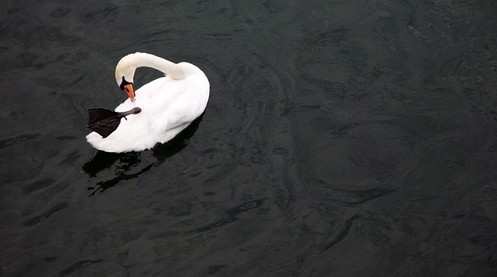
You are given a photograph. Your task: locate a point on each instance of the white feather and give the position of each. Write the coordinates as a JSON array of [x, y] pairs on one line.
[[167, 105]]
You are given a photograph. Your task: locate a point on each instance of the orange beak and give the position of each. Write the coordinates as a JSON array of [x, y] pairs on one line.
[[130, 91]]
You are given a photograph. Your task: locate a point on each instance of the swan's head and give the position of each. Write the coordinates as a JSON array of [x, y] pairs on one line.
[[125, 71]]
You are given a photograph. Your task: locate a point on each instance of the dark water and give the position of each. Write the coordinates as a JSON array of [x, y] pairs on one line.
[[342, 138]]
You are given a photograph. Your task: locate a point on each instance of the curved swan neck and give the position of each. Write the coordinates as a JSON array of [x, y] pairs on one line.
[[128, 64]]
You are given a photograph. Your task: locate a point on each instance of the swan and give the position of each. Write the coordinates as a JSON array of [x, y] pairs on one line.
[[168, 104]]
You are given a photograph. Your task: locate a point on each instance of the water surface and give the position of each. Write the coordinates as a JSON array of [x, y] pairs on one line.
[[342, 138]]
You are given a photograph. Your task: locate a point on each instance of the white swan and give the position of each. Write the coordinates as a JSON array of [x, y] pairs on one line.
[[168, 104]]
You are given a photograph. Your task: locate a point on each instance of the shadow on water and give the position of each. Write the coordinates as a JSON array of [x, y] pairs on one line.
[[122, 164]]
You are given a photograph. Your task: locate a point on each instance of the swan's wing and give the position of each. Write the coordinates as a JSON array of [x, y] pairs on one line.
[[103, 121]]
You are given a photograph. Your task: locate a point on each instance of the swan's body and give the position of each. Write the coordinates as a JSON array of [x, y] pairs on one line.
[[168, 104]]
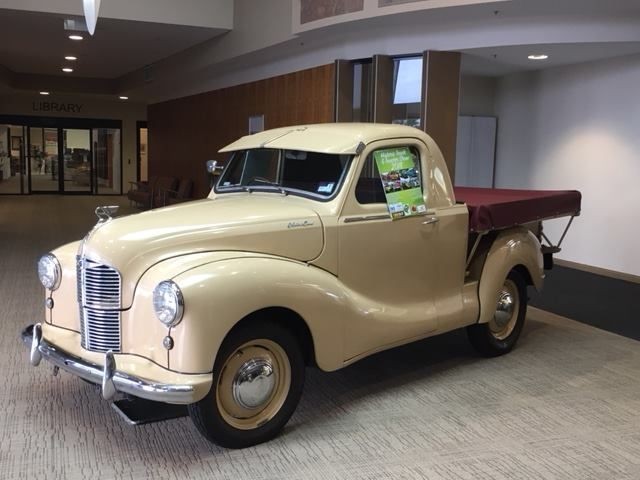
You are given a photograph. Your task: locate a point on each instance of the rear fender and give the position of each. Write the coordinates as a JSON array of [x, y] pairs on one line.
[[513, 248]]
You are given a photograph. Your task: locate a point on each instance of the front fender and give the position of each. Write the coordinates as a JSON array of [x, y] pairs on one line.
[[511, 248], [220, 294]]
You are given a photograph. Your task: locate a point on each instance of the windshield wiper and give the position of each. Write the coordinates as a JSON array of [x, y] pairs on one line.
[[265, 181]]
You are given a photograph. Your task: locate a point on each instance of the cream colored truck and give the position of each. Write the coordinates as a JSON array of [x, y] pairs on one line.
[[319, 245]]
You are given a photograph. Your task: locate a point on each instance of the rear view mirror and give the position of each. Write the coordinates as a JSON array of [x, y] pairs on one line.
[[213, 168]]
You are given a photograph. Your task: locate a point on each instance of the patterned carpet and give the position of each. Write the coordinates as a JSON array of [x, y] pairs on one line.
[[565, 404]]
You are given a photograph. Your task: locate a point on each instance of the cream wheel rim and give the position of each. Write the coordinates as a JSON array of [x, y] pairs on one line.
[[506, 315], [253, 384]]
· · · · · · ·
• _Task requirements_
Copy the material above exactly and drop the pictures.

• _Response to this exercise_
You are given a photograph. Your task: locate a point on each instance of the white feather and give the position of each. Write the coordinates as a JSON array of [x, y] pairs on one line.
[[167, 105]]
You are given a photograph. Your task: locate a point on each instance of the orange beak and give the position of each. Write the coordinates as a JSON array of [x, y] pairs on one line.
[[130, 91]]
You are given a photograph. Your task: locate a point on each instance of the swan's head and give the position of each. Write the coordinates as a JSON array of [x, y] pairs on one line.
[[125, 71]]
You are given a photograph. Your task: locate a point on each instance of the dark water and give the position of each. Write the coordinates as a JSON array of [x, y] pairs on one line.
[[342, 138]]
You are given a photograph. Your task: locate a point on each instance of the curved swan neck and give the position of each. Write the coordinates as a JSON array of [x, y] pairs on one line.
[[128, 64]]
You are given a photograph. Your task: locate a point on each instance of the swan and give the position of each. Write the coordinates as a JSON array of [x, y] pairs on one line.
[[168, 104]]
You are given a photograph. Your task: locate a point on each instance of the water surface and give the position of each. Write the coordinates as a JSON array of [x, y] pairs on one line.
[[342, 138]]
You are given a photograph. Your task: locate a point on each instance of the white swan and give the position of each. Write the coordinates as a JSON array of [x, y] pairs on one line.
[[168, 104]]
You are given a photograph. Your task: locate a point on each instance of the shadow on water and give the position of each. Write the coordinates as a JSON array of [x, y] pairs on one line.
[[122, 164]]
You are given a photograph. Your task: locate a point on each instance of the swan's wing and give the position of each. Write the coordinates as a JSON array of [x, y] pairs on one line.
[[103, 121]]
You are given a photograph. Your task: locate a point on each instance of the swan's body and give the position of each. Write the coordinates as a JSON array of [x, y] pairs on one line.
[[168, 104]]
You are given a photograph. Your task: locate a point on each instance of the rear fender and give the position of each. Write the coordinates as a JSON array of [x, y] pairs on one line.
[[513, 248]]
You are given a photograph. Your task: locate a point on each instance of the front fender and give the position of each. Write the coordinates as a JSON array of [x, y] pairs on one line.
[[511, 248], [220, 294]]
You are given a photograph. Your task: locate a point on each instance of the windshield wiper and give the position of each. Write the coordinates as a JSON array of [x, y] pairs on one line.
[[265, 181]]
You are given a photograph. Your task: locate a point on each instance of the cream colored truck and give the position of each. Write the coordinates as a JSON array of [x, y] pairs on one line.
[[319, 245]]
You are given a photograph. Your task: locate a point on each instance of the rear view mirror and give the position of each. Write the coordinates as a JSON array of [x, y] pairs on one line.
[[213, 168]]
You are given a photograph. Your task: locate a point on each instance of the patterned carpet and give the position of each. Write the coordinates as a JSON array of [x, y] pairs on one line.
[[565, 404]]
You are given a photograph. Your task: locate a point on each instance of the cream wheel rim and give the position of each. Write the coordinates as a JSON array of [x, y] pairs on one line.
[[506, 315], [253, 384]]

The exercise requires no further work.